DIRECTION: Identify every line in the items below that contains the string "gray", matching case exactly, and copy each of those lines.

· · ·

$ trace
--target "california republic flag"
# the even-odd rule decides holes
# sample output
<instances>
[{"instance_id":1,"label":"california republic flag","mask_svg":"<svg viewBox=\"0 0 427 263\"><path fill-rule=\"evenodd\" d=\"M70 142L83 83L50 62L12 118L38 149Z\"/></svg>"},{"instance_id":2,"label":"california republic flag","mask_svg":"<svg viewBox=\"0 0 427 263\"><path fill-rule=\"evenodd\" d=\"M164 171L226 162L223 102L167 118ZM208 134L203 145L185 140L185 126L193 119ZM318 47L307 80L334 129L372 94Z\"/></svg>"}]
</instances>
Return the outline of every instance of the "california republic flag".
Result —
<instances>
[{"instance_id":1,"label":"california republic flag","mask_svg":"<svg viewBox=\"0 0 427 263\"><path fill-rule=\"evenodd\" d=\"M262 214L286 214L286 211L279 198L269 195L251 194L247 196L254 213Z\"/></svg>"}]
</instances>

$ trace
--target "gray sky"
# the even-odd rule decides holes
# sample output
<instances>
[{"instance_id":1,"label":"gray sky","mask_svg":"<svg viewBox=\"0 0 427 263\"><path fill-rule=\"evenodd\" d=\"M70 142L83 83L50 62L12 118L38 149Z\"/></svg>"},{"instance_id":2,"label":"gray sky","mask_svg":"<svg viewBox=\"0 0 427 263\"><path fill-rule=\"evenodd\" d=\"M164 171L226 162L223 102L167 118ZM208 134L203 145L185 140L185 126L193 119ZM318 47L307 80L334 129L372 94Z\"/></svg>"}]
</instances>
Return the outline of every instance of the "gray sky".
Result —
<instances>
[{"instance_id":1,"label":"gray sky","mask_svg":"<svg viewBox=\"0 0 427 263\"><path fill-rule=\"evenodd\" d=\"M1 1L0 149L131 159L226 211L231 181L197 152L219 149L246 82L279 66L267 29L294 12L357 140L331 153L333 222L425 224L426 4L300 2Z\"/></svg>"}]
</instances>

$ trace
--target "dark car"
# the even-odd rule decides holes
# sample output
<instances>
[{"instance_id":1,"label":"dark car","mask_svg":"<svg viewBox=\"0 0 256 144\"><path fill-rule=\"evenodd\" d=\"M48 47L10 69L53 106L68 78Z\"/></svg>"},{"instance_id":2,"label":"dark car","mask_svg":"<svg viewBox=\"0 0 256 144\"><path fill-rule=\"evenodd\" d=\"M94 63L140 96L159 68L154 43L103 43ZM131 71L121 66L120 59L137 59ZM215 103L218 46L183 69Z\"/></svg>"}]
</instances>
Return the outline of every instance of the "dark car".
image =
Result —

· · ·

EXERCISE OUTPUT:
--target "gray sky"
[{"instance_id":1,"label":"gray sky","mask_svg":"<svg viewBox=\"0 0 427 263\"><path fill-rule=\"evenodd\" d=\"M70 142L83 83L50 62L12 118L38 149Z\"/></svg>"},{"instance_id":2,"label":"gray sky","mask_svg":"<svg viewBox=\"0 0 427 263\"><path fill-rule=\"evenodd\" d=\"M164 171L226 162L223 102L167 118ZM208 134L203 145L185 140L185 126L193 119ZM318 47L307 80L334 129L372 94Z\"/></svg>"}]
Return the outline of every instance of the "gray sky".
[{"instance_id":1,"label":"gray sky","mask_svg":"<svg viewBox=\"0 0 427 263\"><path fill-rule=\"evenodd\" d=\"M1 1L0 149L131 159L226 211L231 181L197 152L219 149L246 82L279 66L267 29L294 12L357 140L331 153L333 222L425 224L426 4L300 2Z\"/></svg>"}]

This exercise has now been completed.